- [DIRECTIONS]:
Give the entries again, exactly as they stand.

- [ENTRIES SUPPLIED]:

# # # # # # #

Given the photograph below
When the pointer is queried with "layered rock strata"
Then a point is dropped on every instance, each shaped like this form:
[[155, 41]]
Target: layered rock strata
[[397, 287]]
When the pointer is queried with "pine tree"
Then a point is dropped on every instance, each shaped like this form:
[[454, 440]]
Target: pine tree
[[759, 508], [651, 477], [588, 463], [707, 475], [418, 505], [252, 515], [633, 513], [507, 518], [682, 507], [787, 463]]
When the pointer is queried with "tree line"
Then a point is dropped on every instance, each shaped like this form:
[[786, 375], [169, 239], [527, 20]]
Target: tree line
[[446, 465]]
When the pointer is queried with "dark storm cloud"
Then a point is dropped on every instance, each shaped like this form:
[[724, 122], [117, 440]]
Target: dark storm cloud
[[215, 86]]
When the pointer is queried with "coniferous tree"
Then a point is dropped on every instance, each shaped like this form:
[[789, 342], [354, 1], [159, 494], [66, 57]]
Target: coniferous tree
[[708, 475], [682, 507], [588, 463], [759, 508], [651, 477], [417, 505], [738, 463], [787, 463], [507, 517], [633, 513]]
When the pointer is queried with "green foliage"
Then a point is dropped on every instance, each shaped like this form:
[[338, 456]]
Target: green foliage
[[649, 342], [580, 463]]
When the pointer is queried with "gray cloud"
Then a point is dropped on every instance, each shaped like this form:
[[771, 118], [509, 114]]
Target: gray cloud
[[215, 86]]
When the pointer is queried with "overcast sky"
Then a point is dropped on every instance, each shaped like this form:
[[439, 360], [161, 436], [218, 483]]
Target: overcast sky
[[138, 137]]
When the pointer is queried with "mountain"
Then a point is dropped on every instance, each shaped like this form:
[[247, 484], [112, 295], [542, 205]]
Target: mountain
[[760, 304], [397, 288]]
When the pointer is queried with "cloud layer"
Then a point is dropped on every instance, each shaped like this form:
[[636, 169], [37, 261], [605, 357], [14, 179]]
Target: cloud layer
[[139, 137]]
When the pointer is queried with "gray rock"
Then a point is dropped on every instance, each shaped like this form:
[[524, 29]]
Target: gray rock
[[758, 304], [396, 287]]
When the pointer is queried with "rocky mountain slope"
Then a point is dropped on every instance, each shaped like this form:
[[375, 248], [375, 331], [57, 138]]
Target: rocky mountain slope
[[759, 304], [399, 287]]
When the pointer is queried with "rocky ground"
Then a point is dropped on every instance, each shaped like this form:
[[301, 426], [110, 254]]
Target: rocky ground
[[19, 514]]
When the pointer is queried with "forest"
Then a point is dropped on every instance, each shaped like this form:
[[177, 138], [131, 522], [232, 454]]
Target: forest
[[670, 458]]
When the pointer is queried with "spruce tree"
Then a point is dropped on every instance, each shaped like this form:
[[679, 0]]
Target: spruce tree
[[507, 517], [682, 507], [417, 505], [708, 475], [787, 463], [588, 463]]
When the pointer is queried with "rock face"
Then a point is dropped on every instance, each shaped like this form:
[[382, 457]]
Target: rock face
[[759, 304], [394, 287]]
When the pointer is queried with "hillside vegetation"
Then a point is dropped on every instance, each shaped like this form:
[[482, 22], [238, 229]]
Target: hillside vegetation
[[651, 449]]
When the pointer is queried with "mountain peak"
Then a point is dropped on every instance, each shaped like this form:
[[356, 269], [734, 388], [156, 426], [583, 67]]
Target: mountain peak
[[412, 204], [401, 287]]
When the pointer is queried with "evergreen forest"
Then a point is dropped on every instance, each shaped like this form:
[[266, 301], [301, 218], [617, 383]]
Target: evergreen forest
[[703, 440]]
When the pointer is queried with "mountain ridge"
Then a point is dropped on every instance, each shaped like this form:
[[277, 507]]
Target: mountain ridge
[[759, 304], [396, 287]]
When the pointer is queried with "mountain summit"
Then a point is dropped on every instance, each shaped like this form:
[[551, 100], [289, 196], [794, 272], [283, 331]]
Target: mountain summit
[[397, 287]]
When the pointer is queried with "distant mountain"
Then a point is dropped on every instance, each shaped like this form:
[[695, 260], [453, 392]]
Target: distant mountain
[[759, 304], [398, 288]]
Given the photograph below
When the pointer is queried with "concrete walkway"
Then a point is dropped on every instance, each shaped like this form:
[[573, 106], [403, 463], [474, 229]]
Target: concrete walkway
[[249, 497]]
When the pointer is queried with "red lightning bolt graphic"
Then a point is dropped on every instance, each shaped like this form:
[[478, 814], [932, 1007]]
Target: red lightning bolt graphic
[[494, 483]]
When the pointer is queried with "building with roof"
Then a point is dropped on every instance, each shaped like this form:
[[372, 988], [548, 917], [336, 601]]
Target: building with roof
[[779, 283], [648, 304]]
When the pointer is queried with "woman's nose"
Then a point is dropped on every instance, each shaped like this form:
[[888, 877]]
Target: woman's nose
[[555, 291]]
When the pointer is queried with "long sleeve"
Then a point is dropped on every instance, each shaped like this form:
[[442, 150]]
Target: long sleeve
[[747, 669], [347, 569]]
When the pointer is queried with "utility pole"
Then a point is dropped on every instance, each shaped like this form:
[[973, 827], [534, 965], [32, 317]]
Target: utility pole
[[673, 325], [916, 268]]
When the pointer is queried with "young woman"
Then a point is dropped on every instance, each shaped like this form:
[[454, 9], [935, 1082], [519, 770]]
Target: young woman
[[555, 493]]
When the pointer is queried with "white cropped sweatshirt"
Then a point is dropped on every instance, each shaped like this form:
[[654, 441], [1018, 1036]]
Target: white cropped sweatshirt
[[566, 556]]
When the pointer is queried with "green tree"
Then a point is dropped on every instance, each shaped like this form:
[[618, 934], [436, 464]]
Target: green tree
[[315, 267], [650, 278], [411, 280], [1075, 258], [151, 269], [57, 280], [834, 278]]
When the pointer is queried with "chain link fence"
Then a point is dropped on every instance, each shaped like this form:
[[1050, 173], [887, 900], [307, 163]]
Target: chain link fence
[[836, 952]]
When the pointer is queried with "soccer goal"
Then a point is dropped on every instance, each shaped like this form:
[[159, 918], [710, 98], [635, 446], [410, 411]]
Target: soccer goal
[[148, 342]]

# # # # # # #

- [EXERCISE ANSWER]:
Given the photograph below
When the pointer is queried with "layered rock strata"
Then a point is dropped on every instance, each shaped like this form:
[[155, 41]]
Target: layered rock strata
[[397, 287]]
When the pointer is queried with "pine tree"
Then a point is dropped on every instance, each shaped like this form:
[[454, 440]]
Target: pine tree
[[759, 508], [651, 477], [588, 463], [707, 475], [418, 505], [252, 515], [633, 513], [507, 518], [682, 507], [787, 463]]
When the pointer is queried with "tree line"
Then a point is dropped on every instance, each shaped like this form:
[[786, 375], [169, 239], [527, 20]]
Target: tree line
[[446, 465]]
When the pointer is queried with "dark storm cloud"
Then a point is dropped on every instance, each shaped like this form:
[[724, 122], [117, 440]]
Target: dark storm cloud
[[215, 86]]
When the pointer is queried with "coniferous tree"
Then a point is dropped on every instance, each shaped like this form:
[[789, 342], [354, 1], [159, 494], [66, 57]]
Target: coniferous tree
[[708, 475], [682, 507], [588, 463], [759, 508], [651, 477], [417, 505], [738, 463], [787, 463], [507, 517], [633, 513]]
When the pointer is queried with "green foliage"
Then a point is dropped on every instance, each shaped like this form:
[[338, 456]]
Target: green foliage
[[649, 342], [580, 463]]
When the pointer is queried with "gray cloud"
Then a point is dropped on every instance, each shaped like this form:
[[771, 118], [509, 114]]
Target: gray cloud
[[215, 86]]
When the pointer is queried with "overcast sky"
Then a point is dropped on every instance, each shaped like this form:
[[439, 360], [161, 436], [218, 483]]
Target: overcast sky
[[138, 137]]
When the pointer is queried with "mountain"
Then a point is dropped on every instance, each shaped like this form:
[[247, 484], [112, 295], [542, 205]]
Target: mountain
[[760, 304], [397, 288]]
When the pointer is queried with "cloud layer"
Then a point is dropped on every instance, each shaped like this form:
[[636, 169], [37, 261], [605, 357], [14, 179]]
Target: cloud layer
[[139, 137]]
When the pointer is queried with "gray rock"
Then a point is dropped on every instance, each shaped like this form:
[[524, 29]]
Target: gray rock
[[758, 304], [396, 287]]
When the pointer is queried with "rocky mountain slope"
Then a point is dropped on every instance, each shaped like this form:
[[375, 248], [375, 331], [57, 138]]
Target: rocky mountain slope
[[759, 304], [399, 287]]
When the pointer is queried with "rocky ground"
Then a point is dropped on every instance, each shaped like this form:
[[301, 426], [110, 254]]
Target: rocky ground
[[19, 514]]
When the pointer is queried with "forest"
Then a point is dropped on every instance, each shaped like this form:
[[177, 138], [131, 522], [232, 454]]
Target: forest
[[670, 458]]
When the pointer is queried with "spruce tree"
Then a point is dropped on every instance, each shaped like this form:
[[679, 0]]
Target: spruce tree
[[507, 517], [682, 507], [417, 505], [708, 475], [787, 463], [588, 463]]
When the pointer is queried with "rock face"
Then a point is dropped on every instance, each shaped like this form:
[[382, 457]]
Target: rock face
[[759, 304], [394, 287]]
When the pointer is queried with "hillside vegetation"
Then a point is dropped on every instance, each shaped like this form:
[[482, 22], [238, 229]]
Target: hillside vegetation
[[651, 449]]
When the pointer is queried with "mountain peak"
Then a point is dropped on every instance, each shaped like this form:
[[356, 269], [734, 388], [156, 426], [583, 67]]
Target: mountain peak
[[412, 204], [401, 287]]
When the pointer is queried with "evergreen forest"
Then a point is dropped on every instance, each shaped like this form:
[[266, 301], [301, 218], [617, 383]]
Target: evergreen forest
[[703, 440]]
When the pointer is queried with "mountain ridge"
Then a point is dropped on every instance, each shaped like this form:
[[277, 507]]
Target: mountain ridge
[[759, 304], [396, 287]]
When the pointer is queried with "mountain summit"
Then a point is dropped on every instance, each shaped like this form:
[[551, 100], [289, 196], [794, 272], [283, 331]]
Target: mountain summit
[[397, 287]]
When the pointer is queried with "distant mountain"
Then a point is dropped on every instance, each shaped like this form:
[[695, 260], [453, 392]]
Target: distant mountain
[[759, 304], [398, 288]]
Given the photograph below
When the pointer is queried with "concrete walkway"
Then a point is dropped on every instance, each shaped like this form:
[[573, 106], [403, 463], [474, 229]]
Target: concrete walkway
[[249, 497]]
When the pointer is queried with "red lightning bolt graphic"
Then a point is dropped on every instance, each shaped like this form:
[[478, 814], [932, 1007]]
Target: red lightning bolt graphic
[[494, 483]]
When the pointer is queried with "building with roof"
Then a point is dropped on every instance, each shaped like this form:
[[372, 988], [548, 917], [336, 601]]
Target: building with roof
[[779, 283], [648, 304]]
When the pointer is queried with "woman's nose"
Then a point is dropped on every instance, each shaped like this form:
[[888, 877]]
Target: woman's nose
[[555, 291]]
When the pointer is queried with "long sleeve"
Then a point is dropped on every instance, each shaped like this form:
[[442, 150]]
Target: long sleeve
[[747, 669], [347, 569]]
When the pointer is queried with "utility pole"
Then a point is dropped on every instance, each shaped like this form:
[[973, 827], [534, 965], [32, 317]]
Target: utility pole
[[673, 325], [916, 268]]
When the pointer is queried with "young woman"
Then a point is dropped on every instance, each shaped like this form:
[[454, 9], [935, 1082], [519, 770]]
Target: young woman
[[555, 493]]
When the pointer is queried with "white cropped sweatshirt"
Then a point is dropped on every instance, each shaped like this form:
[[654, 441], [1018, 1036]]
Target: white cropped sweatshirt
[[566, 556]]
When the pointer is queried with "green tree"
Then a point is dropped on every instance, each shaped like this form:
[[618, 934], [436, 464]]
Target: green tree
[[315, 267], [650, 278], [411, 280], [1075, 258], [151, 269], [57, 280], [834, 278]]
When the pointer is queried with "chain link fence"
Then a point is dropped on every instance, each shaped like this form:
[[1050, 173], [887, 900], [307, 163]]
Target: chain link fence
[[836, 952]]
When the pointer is queried with "soccer goal"
Then a point is dropped on every instance, each shaped like this form:
[[159, 918], [710, 98], [635, 446], [410, 411]]
Target: soccer goal
[[148, 342]]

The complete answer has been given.